Voici le texte de cette délibération :
En vertu de la constitution le Préfet n'existant plus, il faut le f ...
à la porte.
C'est animée de pareils sentimens que cette foule se rendit
à la Préfecture avec l'intention préconçue et bien arrêtée de mettre
à exécution leur infâme délibération.
Je n'avais qu'un poste composé de huit hommes du 11e
régiment de ligne et deux sergens de ville.
Je les attendis et une vingtaine de ces brigands se
trouvant à ma portée je les arrêtai pour leur demander ce qu'ils
voulaient et quel était le but d'une démonstration aussi illégale ; il
me fut répondu qu'on désirait parlementer avec Monsieur le Préfet ;
voyant le but d'une pareille visite je crus devoir interposer mon autorité
et je sommai au nom de la loi tous ces individus, préparés d'avance à
un coup de main, de se séparer immédiatement, aussitôt après que cette
injonction fut donnée un nommé Pichot qui se faisait remarquer par son
exaltation s'écria, en se tournant vers moi, au nom de quelle loi, c'était
faire connaître le but de cette expédition de tous les socialistes de la
ville. J'arrêtai le plus mutin un coup de poignard me fut porté à la
cuisse ; dans une position aussi critique et seulement après avoir reçu
le coup qui me blessa je crus devoir faire usage de ma canne pour contenir
deux ou trois individus qui voulaient m'enlever le prisonnier. Un des
meneurs les plus acharnés le sieur Lecoiteux après avoir été emprisonné
fut déféré à Monsieur le Procureur de la République en présence de
Monsieur le Préfet qui le relâcha après l'avoir interrogé ; cette démonstration
contint les forcené qui se retirèrent non sans crier "aux armes, on
assassine nos frères" ; le sieur Pichot socialiste émérite se
faisait le coryphée des hurlements poussés par ces fanatiques.
Une partie de cette colonne, dispersée ainsi, revint à la
mairie dire que l'on s'égorgeait à la Préfecture ; Monsieur le Maire à
la tête de 4 conseillers municipaux se rendit à la Préfecture, après
quelques paroles échangées avec Monsieur le Préfet dont la fermeté et
l'attitude toujours énergique fit perdre contenance aux 4 délégués ;
la députation se rendit de nouveau à la Mairie ; des individus
attendaient et voulaient savoir ce qui venait de se passer pendant
l'entrevue à la Préfecture, Monsieur Grilliet, Maire, en rendit un
compte exact; il venait de terminer lorsque les cris de "à bas Saba,
à bas le commissaire en chef, nous demandons sa révocation" furent
poussés par la populace ameutée.
Je me gardais bien de prendre vis-à-vis d'eux une attitude
provocatrice ; le sieur Pichot criait toujours ; j'étais sur le trottoir
et j'écoutais ; ils n'osèrent pas m'approcher.
Pendant les scènes que je viens de raconter il s'en passait une autre
dont je dois rendre un compte fidèle, plusieurs conseillers municipaux et
principalement les derniers élus, MM. David de Thiais, Pilotelle,
Pouliot, etc., etc., voulaient forcer Monsieur le Maire à faire battre le
rappel.
━━━━
Consignes
[a] Relevez tous les noms de personnes mentionnés dans le récit de l'émeute à la Préfecture, sauf ceux qui figurent dans les cris de la foule.
[b] Rédigez la suite du récit de l'émeute à la Préfecture, en partant de sa dernière phrase.
Les entrées n'ont aucun lien avec le récit de l'émeute à la Préfecture.
━━━━
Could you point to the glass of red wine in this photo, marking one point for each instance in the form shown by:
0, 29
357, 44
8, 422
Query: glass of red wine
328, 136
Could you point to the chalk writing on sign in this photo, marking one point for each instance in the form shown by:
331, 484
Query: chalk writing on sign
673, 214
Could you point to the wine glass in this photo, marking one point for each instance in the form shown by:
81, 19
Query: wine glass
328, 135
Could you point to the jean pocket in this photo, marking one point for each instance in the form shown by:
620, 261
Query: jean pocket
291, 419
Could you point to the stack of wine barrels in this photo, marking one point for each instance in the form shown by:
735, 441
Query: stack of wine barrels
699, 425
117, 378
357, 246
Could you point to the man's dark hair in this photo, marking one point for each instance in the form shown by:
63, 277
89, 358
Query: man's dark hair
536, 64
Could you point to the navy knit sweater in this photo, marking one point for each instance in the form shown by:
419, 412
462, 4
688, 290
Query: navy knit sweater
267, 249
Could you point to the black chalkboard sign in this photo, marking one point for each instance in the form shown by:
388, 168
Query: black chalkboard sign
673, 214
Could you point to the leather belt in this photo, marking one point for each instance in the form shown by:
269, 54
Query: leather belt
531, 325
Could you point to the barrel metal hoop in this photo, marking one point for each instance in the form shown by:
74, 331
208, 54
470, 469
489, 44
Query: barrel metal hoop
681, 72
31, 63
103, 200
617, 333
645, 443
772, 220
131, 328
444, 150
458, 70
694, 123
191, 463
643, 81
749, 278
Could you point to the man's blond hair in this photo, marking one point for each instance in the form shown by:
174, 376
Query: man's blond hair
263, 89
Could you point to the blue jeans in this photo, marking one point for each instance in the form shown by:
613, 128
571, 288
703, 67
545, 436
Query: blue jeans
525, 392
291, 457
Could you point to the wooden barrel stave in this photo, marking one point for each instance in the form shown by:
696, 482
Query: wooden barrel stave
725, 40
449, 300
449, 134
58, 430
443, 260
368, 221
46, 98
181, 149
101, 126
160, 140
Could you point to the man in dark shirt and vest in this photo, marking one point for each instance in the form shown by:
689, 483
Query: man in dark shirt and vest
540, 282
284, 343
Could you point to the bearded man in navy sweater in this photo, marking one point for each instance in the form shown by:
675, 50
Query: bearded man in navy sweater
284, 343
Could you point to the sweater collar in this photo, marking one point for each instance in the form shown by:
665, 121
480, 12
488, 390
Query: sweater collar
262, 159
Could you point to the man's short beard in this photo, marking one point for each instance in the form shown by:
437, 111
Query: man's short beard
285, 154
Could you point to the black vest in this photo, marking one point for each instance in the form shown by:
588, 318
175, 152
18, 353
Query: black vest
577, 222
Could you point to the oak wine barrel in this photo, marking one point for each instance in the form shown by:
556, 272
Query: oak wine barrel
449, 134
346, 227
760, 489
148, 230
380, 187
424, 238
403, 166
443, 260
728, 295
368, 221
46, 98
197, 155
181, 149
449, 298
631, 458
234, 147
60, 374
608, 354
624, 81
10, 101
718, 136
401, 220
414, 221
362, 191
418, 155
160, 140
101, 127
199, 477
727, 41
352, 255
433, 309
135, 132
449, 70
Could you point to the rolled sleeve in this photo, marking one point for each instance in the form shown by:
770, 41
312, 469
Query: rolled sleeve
━━━━
Réponses attendues
[a] Pichot, Lecoiteux, Grilliet, David de Thiais, Pilotelle, Pouliot

[b]
Monsieur le Maire tint bon et je crois que dans cette
circonstance la fermeté de ce magistrat a évité de grands malheurs.
Le rappel ne se serait jamais battu j'avais reçu l'ordre de
Monsieur le Préfet, qui avait prévu le cas, d'arrêter les tambours.
Ce jour là seulement, comme vous le voyez, l'ordre a été
troublé sérieusement; deux ou trois jours après un individu serrurier,
dit en me voyant passer il faut le foutre à l'eau, je l'arrêtai et le
mis à la disposition de Monsieur le Préfet; 8 jours après il fut mis en
liberté.
Le huit du courant sur l'invitation de Monsieur le Procureur
Général Damay j'enlevai un placard séditieux qui avait été apposé
sur le pilastre de la principale porte d'entrée du palais de justice.
Les Élections ont eu lieu le 20 et le 21, comme dans toute
la France, et les suffrages accordés à Monsieur le Président de la République
prouvent mieux que tous les raisonnements que l'acte accompli le 2 a été
accueilli avec enthousiasme.
Les Démocrates sont abattus et complètement démoralisés ;
ils n'osent ni parler ni trop se montrer, ils attendent et nous les
surveillons.
Dans cette période de temps écoulée, depuis et y compris
le 2 décembre, la fermeté seule de Monsieur le Préfet a sauvegardé la
ville de bien grands malheurs.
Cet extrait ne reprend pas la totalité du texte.